>> START The input

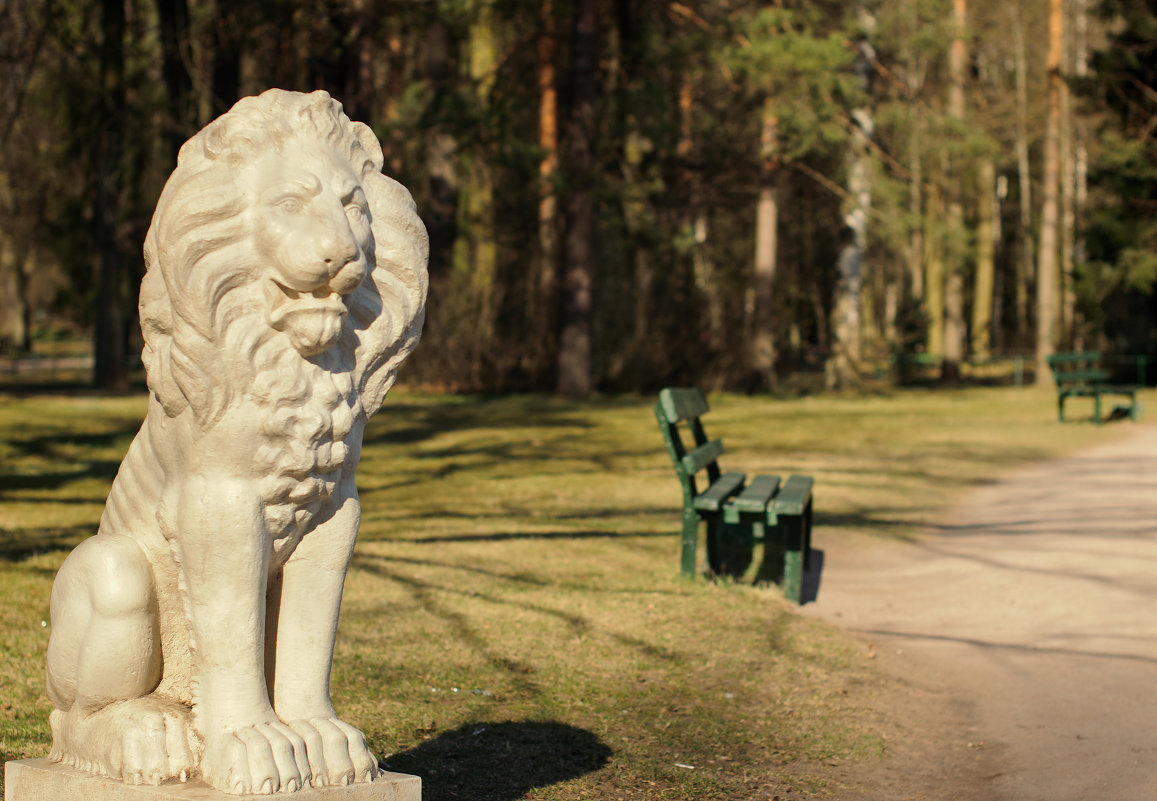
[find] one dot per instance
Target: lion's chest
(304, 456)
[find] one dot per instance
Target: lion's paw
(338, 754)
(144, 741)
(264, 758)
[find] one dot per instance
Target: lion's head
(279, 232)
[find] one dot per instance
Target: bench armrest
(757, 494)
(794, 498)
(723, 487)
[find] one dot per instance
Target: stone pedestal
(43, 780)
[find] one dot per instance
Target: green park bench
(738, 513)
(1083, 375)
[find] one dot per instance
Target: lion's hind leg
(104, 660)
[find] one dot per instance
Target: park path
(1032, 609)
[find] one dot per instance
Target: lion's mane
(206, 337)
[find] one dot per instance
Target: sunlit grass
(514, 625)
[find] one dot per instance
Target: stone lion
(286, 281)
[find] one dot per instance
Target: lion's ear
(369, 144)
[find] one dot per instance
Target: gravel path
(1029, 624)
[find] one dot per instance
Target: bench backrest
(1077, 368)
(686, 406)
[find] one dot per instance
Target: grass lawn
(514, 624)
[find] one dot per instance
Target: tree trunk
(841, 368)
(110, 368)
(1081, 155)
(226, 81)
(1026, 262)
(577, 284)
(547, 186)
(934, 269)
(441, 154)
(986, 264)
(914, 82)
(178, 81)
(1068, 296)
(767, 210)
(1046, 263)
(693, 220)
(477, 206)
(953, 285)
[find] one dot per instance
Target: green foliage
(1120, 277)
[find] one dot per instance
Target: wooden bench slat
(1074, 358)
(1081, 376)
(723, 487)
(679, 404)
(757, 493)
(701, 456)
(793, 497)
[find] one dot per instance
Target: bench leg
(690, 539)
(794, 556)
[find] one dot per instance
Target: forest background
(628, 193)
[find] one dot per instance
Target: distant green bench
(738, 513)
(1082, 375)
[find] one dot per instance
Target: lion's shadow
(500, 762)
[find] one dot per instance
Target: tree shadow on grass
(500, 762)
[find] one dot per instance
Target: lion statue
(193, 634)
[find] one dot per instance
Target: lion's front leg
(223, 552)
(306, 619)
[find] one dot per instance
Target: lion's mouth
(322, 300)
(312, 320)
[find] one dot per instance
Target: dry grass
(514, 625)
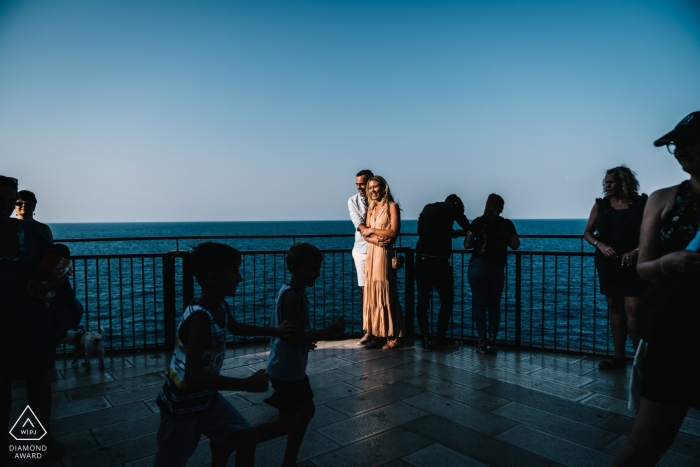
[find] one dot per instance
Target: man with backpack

>> END The input

- _Task_
Retype all of the entries exactly as written, leaving out any images.

- _Answer for the task_
[find] one dot per instance
Target: lion's chest
(304, 456)
[find] one dot per instance
Target: lion's paw
(338, 754)
(144, 741)
(264, 758)
[find] one dot per instance
Target: lion's head
(279, 232)
[find] one dot per instance
Target: bench armrest
(757, 494)
(794, 498)
(723, 487)
[find] one dot per instance
Target: stone pedestal
(43, 780)
[find] one dot per instance
Target: green park bench
(738, 513)
(1083, 375)
[find] one dot per instance
Target: lion's hind leg
(104, 660)
[find] one dot per instance
Target: park path
(1032, 609)
[find] one dot per instance
Target: lion's mane
(206, 337)
[find] one dot per instance
Target: sunlit grass
(514, 625)
[find] one dot per instance
Target: stone lion
(286, 281)
[find] one dot per instance
Target: lion's ear
(369, 144)
[find] one dot per instance
Target: gravel path
(1029, 624)
[find] one dot per instance
Target: bench backrest
(1077, 368)
(686, 406)
[find] one dot per instance
Target: grass lawn
(514, 624)
[find] one dot per instance
Target: tree trunk
(841, 368)
(110, 368)
(1081, 155)
(226, 81)
(1026, 262)
(577, 284)
(547, 186)
(934, 269)
(441, 154)
(986, 264)
(914, 82)
(178, 81)
(1068, 296)
(767, 210)
(1046, 263)
(693, 220)
(477, 206)
(953, 285)
[find] one dot per instance
Target: green foliage
(1120, 277)
[find] one dot per instance
Target: wooden bench slat
(1074, 358)
(1081, 376)
(723, 487)
(679, 404)
(757, 493)
(701, 456)
(793, 497)
[find] one dot per instance
Target: bench leg
(690, 539)
(794, 556)
[find] one dot per instance
Target: forest background
(628, 193)
[find] one dot per instance
Target: distant green bench
(738, 513)
(1082, 375)
[find] one dot per instance
Target: lion's shadow
(500, 762)
[find] one dot per instance
Target: tree shadow on grass
(500, 762)
[find] one dot per instance
Target: lion statue
(193, 634)
[find] one dot per instance
Target: lion's front leg
(223, 552)
(306, 619)
[find] one dot per instance
Target: lion's mouth
(322, 300)
(312, 320)
[find] one dot per instance
Target: dry grass
(514, 625)
[find] one dot per instance
Target: man with backpack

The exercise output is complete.